### TEXT BLOCK
— Start —
A world without cold, hunger or pain is an appealing one, and its narrative articulations doubtless lend themselves to structuralist reduction to simple functional schemata, whether by way of Propp’s morphology or Greimas’s grid (the two main functions being those of Harm and Help, with the latter almost invariably triumphing over the former). But there is more than this to the childlike in Andersen’s vision. In reaching for the memory traces of my childhood reading, why, I kept asking myself, was it ‘The Tinder Box’ that resurfaced most powerfully? So I read it again. It is the story of a poor soldier who meets a witch. She provides him with a fabulous means of acquiring a fortune: all he has to do in exchange is retrieve an old tinder box for her. On returning with both fortune and tinder box, he kills the witch and makes off for the high life, which finally involves using the magical powers of the tinder box to enlist three crazed dogs to help him take possession of a beautiful Princess against the wishes of the King and Queen, both of whom are killed by the dogs in very nasty ways. Because there has long been a prophecy that the Princess will marry a common soldier, the King has incarcerated her in a ‘copper palace’, so it is perhaps unsurprising that the Princess shows no dismay at the slaughter of her parents and that becoming Queen ‘pleased her very much’. She doesn’t seem to mind that her husband is a murderous thief.

This is scarcely a tale of Harm met and vanquished by Help in any of the edifying senses that typically inform the structure of the fairytale. The witch is benevolent and the King and Queen, while ill-disposed – not unreasonably, all things considered – to the soldier’s designs on their daughter, are not otherwise hostile to him. The form of childlike fantasy at work in ‘The Tinder Box’ is anarchic and amoral, the fantasy not of salvation achieved but of desire gratified, the ego rampant in an almost Ubu-esque way. How we reread this when ‘grown up yet children’ is an interesting question, and, when the time comes for me to read ‘The Tinder Box’ to my daughter, I wonder which of us will enjoy it more.
— End —
### STORED DATA
— Start —
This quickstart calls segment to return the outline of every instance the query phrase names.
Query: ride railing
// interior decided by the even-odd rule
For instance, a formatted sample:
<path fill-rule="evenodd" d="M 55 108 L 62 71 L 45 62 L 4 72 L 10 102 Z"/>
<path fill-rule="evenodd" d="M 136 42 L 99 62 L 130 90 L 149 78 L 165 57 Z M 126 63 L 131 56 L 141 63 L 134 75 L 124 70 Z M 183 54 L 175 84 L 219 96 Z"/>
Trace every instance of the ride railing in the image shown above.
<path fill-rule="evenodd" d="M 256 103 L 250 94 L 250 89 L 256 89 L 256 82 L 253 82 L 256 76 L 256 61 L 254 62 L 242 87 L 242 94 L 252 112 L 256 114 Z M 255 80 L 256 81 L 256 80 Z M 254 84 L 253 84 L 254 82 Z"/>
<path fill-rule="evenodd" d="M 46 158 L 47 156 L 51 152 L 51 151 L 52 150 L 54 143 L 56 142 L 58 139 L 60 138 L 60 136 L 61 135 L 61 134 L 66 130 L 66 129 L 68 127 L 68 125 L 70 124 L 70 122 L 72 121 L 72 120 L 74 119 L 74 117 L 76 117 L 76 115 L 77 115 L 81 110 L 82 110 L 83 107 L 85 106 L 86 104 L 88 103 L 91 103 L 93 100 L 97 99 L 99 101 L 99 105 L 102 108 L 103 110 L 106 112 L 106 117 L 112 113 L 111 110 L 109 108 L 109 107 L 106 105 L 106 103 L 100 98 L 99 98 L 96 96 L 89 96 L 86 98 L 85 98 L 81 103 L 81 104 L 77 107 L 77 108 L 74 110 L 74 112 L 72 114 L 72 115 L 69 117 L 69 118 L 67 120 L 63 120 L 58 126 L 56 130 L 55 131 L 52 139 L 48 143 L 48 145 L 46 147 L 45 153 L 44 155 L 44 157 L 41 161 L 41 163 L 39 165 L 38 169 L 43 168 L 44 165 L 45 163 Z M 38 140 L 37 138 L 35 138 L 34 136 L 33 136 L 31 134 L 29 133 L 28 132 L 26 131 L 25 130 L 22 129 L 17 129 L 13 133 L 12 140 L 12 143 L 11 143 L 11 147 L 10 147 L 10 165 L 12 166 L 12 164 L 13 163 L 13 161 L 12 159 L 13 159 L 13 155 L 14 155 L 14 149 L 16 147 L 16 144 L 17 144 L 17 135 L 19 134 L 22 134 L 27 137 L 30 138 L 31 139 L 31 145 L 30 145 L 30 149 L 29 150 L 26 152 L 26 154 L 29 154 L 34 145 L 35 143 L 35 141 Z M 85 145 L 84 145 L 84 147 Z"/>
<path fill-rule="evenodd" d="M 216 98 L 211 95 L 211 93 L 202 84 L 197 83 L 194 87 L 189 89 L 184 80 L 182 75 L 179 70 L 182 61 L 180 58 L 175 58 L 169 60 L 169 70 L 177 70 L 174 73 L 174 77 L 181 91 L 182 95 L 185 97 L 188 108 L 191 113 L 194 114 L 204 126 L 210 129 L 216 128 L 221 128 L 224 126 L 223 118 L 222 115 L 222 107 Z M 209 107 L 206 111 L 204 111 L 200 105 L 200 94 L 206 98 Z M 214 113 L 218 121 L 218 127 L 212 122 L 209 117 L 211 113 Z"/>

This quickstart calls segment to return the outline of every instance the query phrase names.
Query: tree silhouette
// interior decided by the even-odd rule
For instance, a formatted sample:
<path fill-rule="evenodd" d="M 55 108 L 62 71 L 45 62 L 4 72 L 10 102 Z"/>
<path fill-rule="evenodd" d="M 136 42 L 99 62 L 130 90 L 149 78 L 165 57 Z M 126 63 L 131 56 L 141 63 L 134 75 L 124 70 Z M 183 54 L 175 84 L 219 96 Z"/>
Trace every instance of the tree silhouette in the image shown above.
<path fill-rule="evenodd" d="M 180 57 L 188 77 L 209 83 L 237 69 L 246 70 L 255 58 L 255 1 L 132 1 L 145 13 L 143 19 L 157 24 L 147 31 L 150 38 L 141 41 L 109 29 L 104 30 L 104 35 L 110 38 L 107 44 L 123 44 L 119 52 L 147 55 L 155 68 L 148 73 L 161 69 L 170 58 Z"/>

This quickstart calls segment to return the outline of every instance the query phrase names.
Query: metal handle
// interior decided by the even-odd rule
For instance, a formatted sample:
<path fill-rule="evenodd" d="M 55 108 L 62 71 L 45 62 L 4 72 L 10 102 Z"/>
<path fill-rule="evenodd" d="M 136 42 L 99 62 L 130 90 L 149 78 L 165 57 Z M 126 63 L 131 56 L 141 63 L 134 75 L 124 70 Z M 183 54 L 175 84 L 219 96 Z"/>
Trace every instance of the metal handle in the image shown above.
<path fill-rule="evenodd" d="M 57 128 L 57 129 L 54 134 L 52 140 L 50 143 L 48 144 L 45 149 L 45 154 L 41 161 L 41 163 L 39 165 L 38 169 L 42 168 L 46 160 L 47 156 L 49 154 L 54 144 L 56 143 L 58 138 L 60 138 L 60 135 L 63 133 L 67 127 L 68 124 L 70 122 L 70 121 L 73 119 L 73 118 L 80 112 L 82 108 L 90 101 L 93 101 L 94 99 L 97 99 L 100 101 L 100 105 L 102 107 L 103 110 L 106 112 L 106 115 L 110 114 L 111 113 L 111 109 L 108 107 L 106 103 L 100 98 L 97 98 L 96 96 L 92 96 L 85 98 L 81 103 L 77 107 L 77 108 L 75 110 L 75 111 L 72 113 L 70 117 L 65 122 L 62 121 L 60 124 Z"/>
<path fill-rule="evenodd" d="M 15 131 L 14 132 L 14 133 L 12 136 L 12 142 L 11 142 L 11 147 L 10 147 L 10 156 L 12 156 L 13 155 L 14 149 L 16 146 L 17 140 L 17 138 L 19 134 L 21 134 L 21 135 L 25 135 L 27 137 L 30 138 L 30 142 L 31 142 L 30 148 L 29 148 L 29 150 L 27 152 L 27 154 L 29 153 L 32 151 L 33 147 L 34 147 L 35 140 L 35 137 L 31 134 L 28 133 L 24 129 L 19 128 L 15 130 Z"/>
— End —
### PROBLEM SET
A - Does the passage on Andersen's 'The Tinder Box' agree with each of these statements? For each, answer yes or no and quote the deciding words. (i) The witch in the tale is described as benevolent. (ii) The King shuts the Princess away because of a prophecy. (iii) The Princess is dismayed by the killing of her parents.
B - How would you render this sentence from the passage on Andersen's 'The Tinder Box' in Spanish? "The form of childlike fantasy at work in ‘The Tinder Box’ is anarchic and amoral, the fantasy not of salvation achieved but of desire gratified, the ego rampant in an almost Ubu-esque way."
C - Which characters of 'The Tinder Box' does the passage on Andersen's 'The Tinder Box' mention? List them all.

### THE ANSWERS
A -
(i) Yes: "The witch is benevolent"
(ii) Yes: "Because there has long been a prophecy that the Princess will marry a common soldier, the King has incarcerated her in a ‘copper palace’"
(iii) No: "the Princess shows no dismay at the slaughter of her parents"

B - La forma de fantasía infantil que opera en «El yesquero» es anárquica y amoral: la fantasía no de la salvación alcanzada sino del deseo satisfecho, el ego desenfrenado de un modo casi ubuesco.

C -
- the poor soldier
- the witch
- the three dogs
- the Princess
- the King
- the Queen